___ Brano mostrato ___

Digitalizzazione degli strumenti di ricerca del lavoro: la ricerca Inapp Plus 2021

Grazie all’indagine Inapp Plus 2021, vediamo – nell’infografica curata da Valeria Cioccolo, qui sotto – attraverso quale canale di ricerca i rispondenti abbiano ottenuto la loro attuale occupazione, limitandoci alle collocazioni avvenute dopo il 2011 per rendere la lettura omogenea.

Emerge, infatti, come il ricorso ai canali informali sia ampio, sistematico e diffuso. Il 56% degli italiani, pari a 4,7 milioni di persone, ha trovato una occupazione negli ultimi 10 anni fuori dal mercato del lavoro palese: parliamo,  complessivamente, di 10 milioni di persone (Bergamante, Mandrone, Marocco, 2022).

Il canale che cresciuto maggiormente è l’autocandidatura, passato dal 13% al 18%, grazie al ruolo crescente dei social. Invece, le app o i siti di ricerca di lavoro esclusivamente digitali intermediano direttamente solo il 2%.

I dati mostrano una ampia e generalizzata digitalizzazione degli strumenti di ricerca: si è passati dal 25% degli occupati che nel 2000 dichiaravano di aver fatto ricorso a Internet (web, mail, app, social) durante la fase di ricerca di lavoro, al 50% del 2010, fino al 75% del 2021 (80% per chi ha più del diploma e 50% per chi ha le medie inferiori). L’utilizzo degli strumenti digitali introduce una forte disintermediazione, in altre parole è una ulteriore dose di informalità nel mercato che va governata (e contrastata) per evitare che si riduca ulteriormente la quantità di posizioni lavorative contendibili (il cosiddetto mercato del lavoro palese).

La modalità di ricerca determina, almeno inizialmente, la retribuzione e il tipo di contratto ma, ovviamente ogni canale ha tempi di risposta, costo e complessità diversa. Ogni persona attua una strategia di ricerca specifica, in base alle sue caratteristiche personali, all’ambito di riferimento e ai suoi vincoli personali.

La dimensione digitale nella ricerca di lavoro

Internet pervade tutte le dimensioni della nostra vita, per cui il digitale è una dimensione ulteriore di ogni fenomeno analogico, ricerca di lavoro compresa. La tecnologia ha prodotto una diffusione degli strumenti di comunicazione e una convergenza tra device tale che anche la “burocrazia del lavoro” deve tenerne conto. Infatti, l’Organizzazione internazionale del lavoro e la Commissione Europea suggeriscono da diversi anni di promuovere una strategia digitale delle istituzioni e dei servizi per il lavoro.

___

--- Istruzioni esercizio ---
(a) Nel brano sulla ricerca di lavoro, quale canale è cresciuto di più e da che percentuale a quale?
(b) Ricopia dal brano il tratto che va da "Il canale che" fino a "solo il 2%.".

___ Materiale mostrato ___

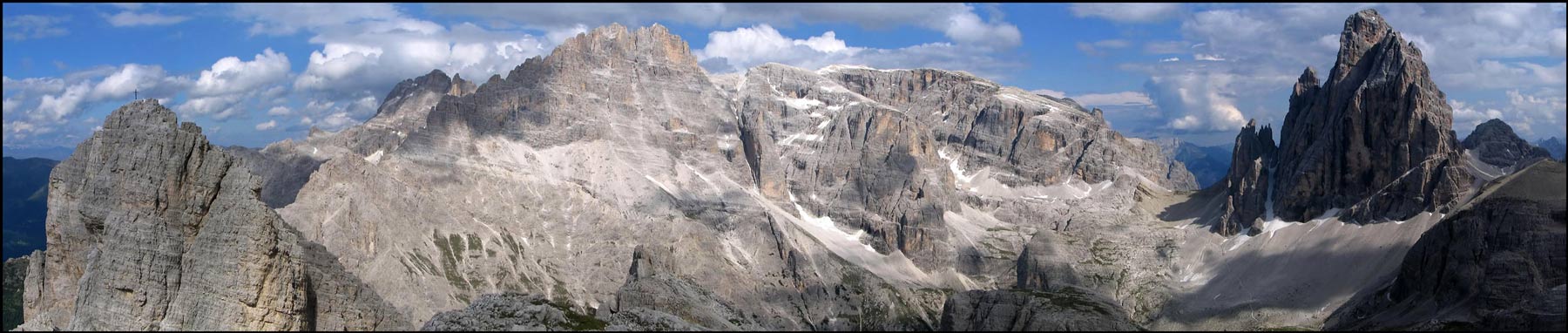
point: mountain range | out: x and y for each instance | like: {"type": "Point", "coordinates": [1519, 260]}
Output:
{"type": "Point", "coordinates": [615, 184]}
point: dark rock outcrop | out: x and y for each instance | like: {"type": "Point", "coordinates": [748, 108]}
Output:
{"type": "Point", "coordinates": [1247, 181]}
{"type": "Point", "coordinates": [1552, 146]}
{"type": "Point", "coordinates": [1374, 139]}
{"type": "Point", "coordinates": [513, 313]}
{"type": "Point", "coordinates": [25, 205]}
{"type": "Point", "coordinates": [1495, 143]}
{"type": "Point", "coordinates": [1497, 264]}
{"type": "Point", "coordinates": [11, 291]}
{"type": "Point", "coordinates": [1018, 309]}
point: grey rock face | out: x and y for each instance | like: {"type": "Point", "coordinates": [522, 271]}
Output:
{"type": "Point", "coordinates": [1552, 145]}
{"type": "Point", "coordinates": [1247, 181]}
{"type": "Point", "coordinates": [154, 228]}
{"type": "Point", "coordinates": [794, 201]}
{"type": "Point", "coordinates": [1495, 266]}
{"type": "Point", "coordinates": [287, 166]}
{"type": "Point", "coordinates": [151, 228]}
{"type": "Point", "coordinates": [1495, 143]}
{"type": "Point", "coordinates": [1017, 131]}
{"type": "Point", "coordinates": [1374, 139]}
{"type": "Point", "coordinates": [13, 288]}
{"type": "Point", "coordinates": [1042, 266]}
{"type": "Point", "coordinates": [1062, 309]}
{"type": "Point", "coordinates": [513, 313]}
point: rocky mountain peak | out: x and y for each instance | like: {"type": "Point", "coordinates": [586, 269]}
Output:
{"type": "Point", "coordinates": [1247, 181]}
{"type": "Point", "coordinates": [1363, 31]}
{"type": "Point", "coordinates": [1495, 143]}
{"type": "Point", "coordinates": [141, 113]}
{"type": "Point", "coordinates": [1375, 139]}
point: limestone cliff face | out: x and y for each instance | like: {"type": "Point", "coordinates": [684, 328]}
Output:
{"type": "Point", "coordinates": [791, 195]}
{"type": "Point", "coordinates": [286, 166]}
{"type": "Point", "coordinates": [1247, 181]}
{"type": "Point", "coordinates": [1374, 139]}
{"type": "Point", "coordinates": [1034, 139]}
{"type": "Point", "coordinates": [154, 228]}
{"type": "Point", "coordinates": [1497, 264]}
{"type": "Point", "coordinates": [1495, 143]}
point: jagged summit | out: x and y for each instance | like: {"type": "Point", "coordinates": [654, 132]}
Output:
{"type": "Point", "coordinates": [1374, 139]}
{"type": "Point", "coordinates": [1247, 181]}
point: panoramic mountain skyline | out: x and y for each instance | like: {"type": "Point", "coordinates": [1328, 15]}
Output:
{"type": "Point", "coordinates": [629, 178]}
{"type": "Point", "coordinates": [266, 72]}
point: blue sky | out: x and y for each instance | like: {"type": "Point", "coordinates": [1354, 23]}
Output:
{"type": "Point", "coordinates": [254, 74]}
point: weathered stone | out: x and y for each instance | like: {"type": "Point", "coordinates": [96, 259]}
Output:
{"type": "Point", "coordinates": [1374, 139]}
{"type": "Point", "coordinates": [1554, 146]}
{"type": "Point", "coordinates": [1247, 181]}
{"type": "Point", "coordinates": [1497, 264]}
{"type": "Point", "coordinates": [1495, 143]}
{"type": "Point", "coordinates": [151, 228]}
{"type": "Point", "coordinates": [1062, 309]}
{"type": "Point", "coordinates": [1042, 266]}
{"type": "Point", "coordinates": [154, 228]}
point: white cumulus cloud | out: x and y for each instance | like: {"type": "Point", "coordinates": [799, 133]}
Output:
{"type": "Point", "coordinates": [1137, 13]}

___

--- Elenco risposte ---
(a) L'autocandidatura, passata dal 13% al 18%.

(b)
Il canale che cresciuto maggiormente è l’autocandidatura, passato dal 13% al 18%, grazie al ruolo crescente dei social. Invece, le app o i siti di ricerca di lavoro esclusivamente digitali intermediano direttamente solo il 2%.